* **Material for this task**:
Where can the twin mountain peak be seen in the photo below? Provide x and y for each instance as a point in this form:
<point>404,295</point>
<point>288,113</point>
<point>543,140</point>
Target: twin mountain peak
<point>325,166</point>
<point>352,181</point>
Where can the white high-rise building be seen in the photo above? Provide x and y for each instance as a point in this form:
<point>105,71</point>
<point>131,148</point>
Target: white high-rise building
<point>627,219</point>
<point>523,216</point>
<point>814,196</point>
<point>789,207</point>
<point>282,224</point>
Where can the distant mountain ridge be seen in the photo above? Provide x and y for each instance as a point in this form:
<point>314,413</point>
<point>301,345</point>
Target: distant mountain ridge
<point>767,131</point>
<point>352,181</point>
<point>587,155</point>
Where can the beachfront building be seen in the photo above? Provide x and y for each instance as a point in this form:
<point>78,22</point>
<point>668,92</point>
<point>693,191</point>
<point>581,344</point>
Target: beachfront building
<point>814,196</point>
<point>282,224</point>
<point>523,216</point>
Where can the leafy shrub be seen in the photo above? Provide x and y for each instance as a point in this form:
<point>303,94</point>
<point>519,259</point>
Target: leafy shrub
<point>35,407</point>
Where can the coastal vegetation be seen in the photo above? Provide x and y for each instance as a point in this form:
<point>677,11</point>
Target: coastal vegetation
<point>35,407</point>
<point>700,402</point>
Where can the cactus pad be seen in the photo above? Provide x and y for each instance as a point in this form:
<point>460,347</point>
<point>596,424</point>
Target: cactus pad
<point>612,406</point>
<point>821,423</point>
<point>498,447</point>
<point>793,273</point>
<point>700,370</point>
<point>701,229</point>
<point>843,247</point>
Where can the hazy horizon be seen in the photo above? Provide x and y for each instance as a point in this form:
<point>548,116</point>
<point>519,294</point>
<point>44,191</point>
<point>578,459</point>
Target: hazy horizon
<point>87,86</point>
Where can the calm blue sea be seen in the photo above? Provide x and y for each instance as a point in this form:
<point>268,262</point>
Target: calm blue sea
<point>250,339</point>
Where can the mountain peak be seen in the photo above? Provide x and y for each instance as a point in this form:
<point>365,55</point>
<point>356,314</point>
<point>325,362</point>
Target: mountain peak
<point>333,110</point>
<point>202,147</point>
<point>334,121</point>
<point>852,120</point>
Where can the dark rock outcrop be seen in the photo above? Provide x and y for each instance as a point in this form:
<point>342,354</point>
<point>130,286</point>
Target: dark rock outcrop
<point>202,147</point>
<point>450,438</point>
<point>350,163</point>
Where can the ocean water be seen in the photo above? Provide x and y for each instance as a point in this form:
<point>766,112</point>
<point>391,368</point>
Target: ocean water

* **Directive**: Reproduce word for word the portion of the listing above that begins with the line containing "Where can the distant" and ends with the line containing "<point>843,247</point>", including both of those lines.

* **Response to this task**:
Where can the distant mountain ridge be seen in the photo above? Provide x and y for each instance as a point in this form:
<point>314,413</point>
<point>301,345</point>
Target: distant mountain ridge
<point>767,131</point>
<point>352,181</point>
<point>587,155</point>
Where can the beachfront building be seen in the photo above? Provide x and y for each instance as a point in this form:
<point>78,22</point>
<point>668,92</point>
<point>693,191</point>
<point>581,344</point>
Target: beachfront building
<point>814,196</point>
<point>282,224</point>
<point>523,216</point>
Where can the leafy shrub be seen in the photo above? Provide x and y for each instance as a point in this form:
<point>303,94</point>
<point>519,259</point>
Target: leafy shrub
<point>35,407</point>
Where can the coastal vegetation be seen in the photo above? Provide x and y for each instance as a point in this form:
<point>677,11</point>
Target: coastal vegetation
<point>35,407</point>
<point>700,402</point>
Where can the cactus pad be seen in the photo above? Provide x and y for each instance as a point in this form:
<point>460,347</point>
<point>596,424</point>
Target: cactus pad
<point>612,406</point>
<point>821,423</point>
<point>498,447</point>
<point>793,273</point>
<point>700,370</point>
<point>701,229</point>
<point>843,247</point>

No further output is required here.